## begin Supplied entries

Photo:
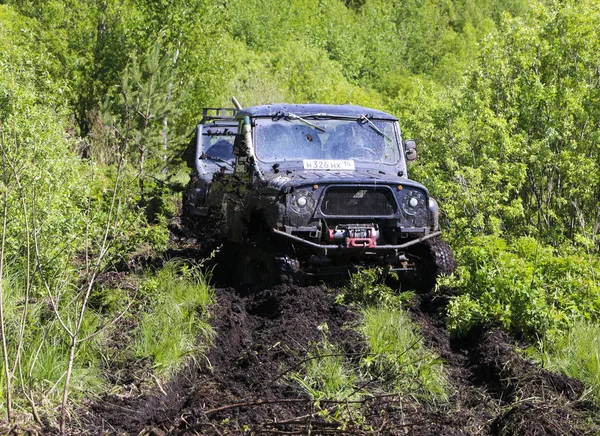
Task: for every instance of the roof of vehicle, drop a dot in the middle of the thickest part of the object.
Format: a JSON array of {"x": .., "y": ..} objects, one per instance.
[{"x": 269, "y": 110}]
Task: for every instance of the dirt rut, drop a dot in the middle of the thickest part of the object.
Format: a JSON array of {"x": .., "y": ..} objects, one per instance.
[{"x": 242, "y": 385}]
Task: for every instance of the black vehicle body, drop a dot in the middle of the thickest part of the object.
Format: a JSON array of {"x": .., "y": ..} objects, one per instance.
[
  {"x": 316, "y": 189},
  {"x": 210, "y": 151}
]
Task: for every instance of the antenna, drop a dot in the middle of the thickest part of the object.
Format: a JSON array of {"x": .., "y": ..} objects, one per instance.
[{"x": 236, "y": 103}]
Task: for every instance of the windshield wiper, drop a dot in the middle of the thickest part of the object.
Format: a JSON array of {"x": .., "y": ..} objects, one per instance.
[
  {"x": 308, "y": 123},
  {"x": 373, "y": 126},
  {"x": 216, "y": 159}
]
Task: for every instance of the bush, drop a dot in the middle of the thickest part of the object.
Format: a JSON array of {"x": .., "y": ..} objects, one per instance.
[
  {"x": 179, "y": 296},
  {"x": 577, "y": 354},
  {"x": 398, "y": 356},
  {"x": 525, "y": 287}
]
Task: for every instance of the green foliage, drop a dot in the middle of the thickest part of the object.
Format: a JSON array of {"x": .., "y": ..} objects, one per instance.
[
  {"x": 526, "y": 287},
  {"x": 176, "y": 316},
  {"x": 577, "y": 354},
  {"x": 398, "y": 356},
  {"x": 327, "y": 376},
  {"x": 368, "y": 287}
]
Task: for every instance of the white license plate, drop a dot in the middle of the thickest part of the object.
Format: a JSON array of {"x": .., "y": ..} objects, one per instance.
[{"x": 328, "y": 164}]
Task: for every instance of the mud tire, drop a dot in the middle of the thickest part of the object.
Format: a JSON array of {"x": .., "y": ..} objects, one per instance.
[
  {"x": 263, "y": 267},
  {"x": 433, "y": 259}
]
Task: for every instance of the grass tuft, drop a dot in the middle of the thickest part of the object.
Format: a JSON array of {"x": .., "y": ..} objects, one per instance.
[
  {"x": 577, "y": 354},
  {"x": 178, "y": 314},
  {"x": 398, "y": 356}
]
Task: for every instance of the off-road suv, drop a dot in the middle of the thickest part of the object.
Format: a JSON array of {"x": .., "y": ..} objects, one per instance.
[
  {"x": 210, "y": 151},
  {"x": 316, "y": 189}
]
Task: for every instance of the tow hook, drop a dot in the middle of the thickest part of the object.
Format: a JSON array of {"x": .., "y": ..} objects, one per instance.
[{"x": 354, "y": 237}]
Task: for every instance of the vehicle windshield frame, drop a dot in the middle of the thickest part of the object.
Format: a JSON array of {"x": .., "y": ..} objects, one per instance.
[{"x": 362, "y": 139}]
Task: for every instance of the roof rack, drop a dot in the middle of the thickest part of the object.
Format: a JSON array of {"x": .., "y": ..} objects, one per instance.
[{"x": 219, "y": 112}]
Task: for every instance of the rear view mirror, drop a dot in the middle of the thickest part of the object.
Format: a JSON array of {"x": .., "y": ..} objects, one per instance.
[{"x": 410, "y": 148}]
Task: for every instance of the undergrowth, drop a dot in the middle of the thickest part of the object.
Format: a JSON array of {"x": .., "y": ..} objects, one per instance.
[
  {"x": 396, "y": 360},
  {"x": 178, "y": 297},
  {"x": 576, "y": 353}
]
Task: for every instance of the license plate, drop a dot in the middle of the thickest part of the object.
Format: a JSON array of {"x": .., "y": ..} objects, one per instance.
[{"x": 328, "y": 164}]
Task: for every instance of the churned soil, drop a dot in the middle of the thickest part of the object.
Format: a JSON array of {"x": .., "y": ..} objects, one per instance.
[{"x": 243, "y": 384}]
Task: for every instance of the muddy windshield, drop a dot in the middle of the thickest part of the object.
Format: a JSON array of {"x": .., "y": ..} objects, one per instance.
[{"x": 351, "y": 139}]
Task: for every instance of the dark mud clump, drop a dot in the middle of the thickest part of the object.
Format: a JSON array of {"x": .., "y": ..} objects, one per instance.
[{"x": 242, "y": 385}]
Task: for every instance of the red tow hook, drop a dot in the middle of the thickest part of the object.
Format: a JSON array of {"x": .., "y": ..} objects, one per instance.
[
  {"x": 362, "y": 242},
  {"x": 354, "y": 238}
]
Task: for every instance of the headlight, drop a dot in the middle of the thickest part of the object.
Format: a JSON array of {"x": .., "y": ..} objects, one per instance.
[
  {"x": 415, "y": 207},
  {"x": 414, "y": 202}
]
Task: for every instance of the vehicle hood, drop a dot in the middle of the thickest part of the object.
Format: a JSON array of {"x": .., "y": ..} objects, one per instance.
[{"x": 286, "y": 180}]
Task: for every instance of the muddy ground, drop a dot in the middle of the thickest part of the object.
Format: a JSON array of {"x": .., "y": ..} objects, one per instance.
[{"x": 242, "y": 385}]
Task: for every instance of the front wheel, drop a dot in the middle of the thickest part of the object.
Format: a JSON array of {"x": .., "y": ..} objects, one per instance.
[{"x": 432, "y": 259}]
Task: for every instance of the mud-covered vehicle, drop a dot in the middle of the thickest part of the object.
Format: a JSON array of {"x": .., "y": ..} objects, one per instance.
[
  {"x": 210, "y": 151},
  {"x": 316, "y": 189}
]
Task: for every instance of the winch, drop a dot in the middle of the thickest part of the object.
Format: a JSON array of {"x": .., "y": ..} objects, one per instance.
[{"x": 354, "y": 235}]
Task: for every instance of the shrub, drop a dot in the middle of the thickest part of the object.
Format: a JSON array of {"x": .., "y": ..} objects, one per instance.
[
  {"x": 398, "y": 356},
  {"x": 177, "y": 314},
  {"x": 577, "y": 354},
  {"x": 526, "y": 287}
]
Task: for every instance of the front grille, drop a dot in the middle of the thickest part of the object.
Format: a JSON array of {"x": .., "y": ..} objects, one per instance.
[{"x": 357, "y": 201}]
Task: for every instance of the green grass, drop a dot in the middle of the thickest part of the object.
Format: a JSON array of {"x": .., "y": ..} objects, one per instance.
[
  {"x": 327, "y": 375},
  {"x": 577, "y": 354},
  {"x": 177, "y": 316},
  {"x": 398, "y": 356}
]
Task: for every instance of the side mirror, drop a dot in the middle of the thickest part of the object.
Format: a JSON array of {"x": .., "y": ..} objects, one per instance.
[
  {"x": 239, "y": 146},
  {"x": 410, "y": 148}
]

## end Supplied entries

◆ What is asked ◆
Exclude the images and reproduce the remaining data exactly.

◆ Task output ◆
Photo:
Task: for every instance of the roof of vehicle, drop a dot in the middle of the thickest part of the object.
Format: a JSON array of {"x": .., "y": ..} objects, one per instance.
[{"x": 269, "y": 110}]
Task: for every instance of the dirt rut, drop a dot in the middle of the thickest part of the object.
Format: a JSON array of {"x": .., "y": ..} objects, one per instance.
[{"x": 242, "y": 385}]
Task: for every instance of the black vehicle body, drop a dot in the middle of the thickest part of the object.
Format: a JSON array of {"x": .., "y": ..} objects, one per instance.
[
  {"x": 316, "y": 189},
  {"x": 210, "y": 151}
]
Task: for every instance of the antenna, drop a dot in the middle of the thickest part of the object.
Format: a JSON array of {"x": .., "y": ..} objects, one per instance.
[{"x": 236, "y": 103}]
Task: for every instance of the windshield wiper, drop a dot in the middle of the thickest part of the object.
Format: a JSON array of {"x": .., "y": ..} objects, one per instance.
[
  {"x": 308, "y": 123},
  {"x": 373, "y": 126},
  {"x": 216, "y": 159}
]
Task: for every instance of the bush, drop a dot in the middle of the thickest part of the object.
Format: a JSON array of {"x": .., "y": ..} objects, one per instance.
[
  {"x": 179, "y": 296},
  {"x": 577, "y": 354},
  {"x": 398, "y": 356},
  {"x": 525, "y": 287}
]
Task: for every instance of the green foliage, drop a dot in the middle of the thickest part of the object.
Format: a JSON array of {"x": .., "y": ..} objects, one per instance.
[
  {"x": 526, "y": 287},
  {"x": 176, "y": 316},
  {"x": 577, "y": 354},
  {"x": 398, "y": 356},
  {"x": 327, "y": 376},
  {"x": 368, "y": 287}
]
Task: for every instance of the white license plate, drop a dot in the middle of the thickest part of the object.
Format: a JSON array of {"x": .., "y": ..} objects, one per instance.
[{"x": 328, "y": 164}]
Task: for every instance of the mud tire, drop a dot in the middle of the thickest part of the object.
Format: a JSON array of {"x": .., "y": ..} objects, one per instance.
[
  {"x": 263, "y": 267},
  {"x": 433, "y": 259}
]
Task: for every instance of the grass tuft, drop a dot in the middle of the thickest part of the object.
Format: a JSON array of {"x": .., "y": ..} objects, one per instance.
[
  {"x": 577, "y": 354},
  {"x": 178, "y": 314},
  {"x": 398, "y": 356}
]
Task: for every instance of the off-road suv, drop a dot in the middle of the thickest part of the object.
Format: a JSON array of {"x": .., "y": ..} objects, one per instance.
[
  {"x": 210, "y": 151},
  {"x": 316, "y": 189}
]
Task: for every instance of the tow hook, drop a dot in the middle of the thickest part of the object.
Format: a JSON array of {"x": .., "y": ..} objects, one per instance.
[{"x": 354, "y": 237}]
Task: for every instance of the vehicle windshield frame, drop a dot in the middle of the thickest part of the object.
Format: a JSON array of {"x": .., "y": ..} objects, one per instance.
[{"x": 362, "y": 139}]
Task: for every instance of the roof rack, drop a dot in the middle of the thickest part of the object.
Format: a JSON array of {"x": .., "y": ..} objects, one per instance.
[{"x": 219, "y": 112}]
Task: for every instance of the rear view mirror, drop a dot in the middle of the thickest part of the object.
Format: a JSON array of {"x": .., "y": ..} objects, one per instance.
[{"x": 410, "y": 148}]
Task: for every instance of the undergrowth, drop a dot in the middle of the thickest part of the object.
Format: a JSON array of {"x": .., "y": ..} objects, one per instance.
[
  {"x": 396, "y": 360},
  {"x": 178, "y": 297},
  {"x": 576, "y": 353}
]
Task: for every instance of the license plate, drop a dot in the middle of the thickest part of the object.
Format: a JSON array of {"x": .., "y": ..} objects, one per instance.
[{"x": 328, "y": 164}]
Task: for every instance of the churned soil, drop a dot in the middle of the thickest part of the object.
Format: a JSON array of {"x": .., "y": ..} objects, one per instance.
[{"x": 243, "y": 384}]
Task: for every instance of the muddy windshield, drop a dot in the middle of the thickest part of the object.
Format: a JSON array of {"x": .., "y": ..} objects, one per instance.
[{"x": 351, "y": 139}]
Task: for every instance of the dark mud clump, drop a dot in the middle of the thickest part of the object.
Format: a JSON array of {"x": .., "y": ..} objects, one per instance.
[{"x": 242, "y": 385}]
Task: for every instance of the red tow hook, drop a dot in the middle of the thickest part of the object.
Format: a JSON array of {"x": .., "y": ..} objects, one per instance.
[
  {"x": 362, "y": 242},
  {"x": 354, "y": 238}
]
Task: for every instance of the headlight, drop a dot in the middle of the thickest part of the object.
Format: a JSON array of {"x": .., "y": ..} objects, one per instance.
[
  {"x": 415, "y": 207},
  {"x": 414, "y": 202}
]
Task: for every instance of the vehicle hood, drop a dot in the middle of the thickest part of the object.
Format: a JSON array of {"x": .., "y": ..} objects, one per instance.
[{"x": 286, "y": 180}]
Task: for every instance of the muddy ground, drop a dot in the middle of the thickest part of the object.
Format: a JSON array of {"x": .., "y": ..} objects, one per instance.
[{"x": 242, "y": 385}]
Task: for every instance of the front wheel, drop a dot in the middle of the thickest part of the object.
Format: a JSON array of {"x": .., "y": ..} objects, one per instance.
[{"x": 432, "y": 259}]
Task: for every instance of the mud-covered vehicle, drop a dot in the middle of the thickest part of the object.
Format: a JSON array of {"x": .., "y": ..} objects, one per instance.
[
  {"x": 210, "y": 151},
  {"x": 316, "y": 189}
]
Task: for every instance of the winch, drop a dot in the middle of the thickest part of the object.
Format: a JSON array of {"x": .., "y": ..} objects, one per instance.
[{"x": 354, "y": 235}]
Task: for every instance of the shrub, drop a dot in the middle of the thickest part of the object.
Format: a JSON array of {"x": .., "y": ..} objects, one per instance.
[
  {"x": 398, "y": 356},
  {"x": 177, "y": 314},
  {"x": 577, "y": 354},
  {"x": 526, "y": 287}
]
Task: for every instance of the front grille, drop a dot in the middle of the thickest part of the object.
Format: a JSON array of {"x": .., "y": ..} objects, one per instance.
[{"x": 357, "y": 201}]
Task: for every instance of the green grass, drop a dot in the middle of the thickest part of the object.
Format: a JSON array of {"x": .., "y": ..} objects, one per instance.
[
  {"x": 327, "y": 375},
  {"x": 577, "y": 354},
  {"x": 177, "y": 316},
  {"x": 398, "y": 356}
]
Task: for every instance of the side mirror, drop a dot in the middle of the thickest part of the object.
Format: a JSON array of {"x": .., "y": ..} objects, one per instance.
[
  {"x": 239, "y": 146},
  {"x": 410, "y": 148}
]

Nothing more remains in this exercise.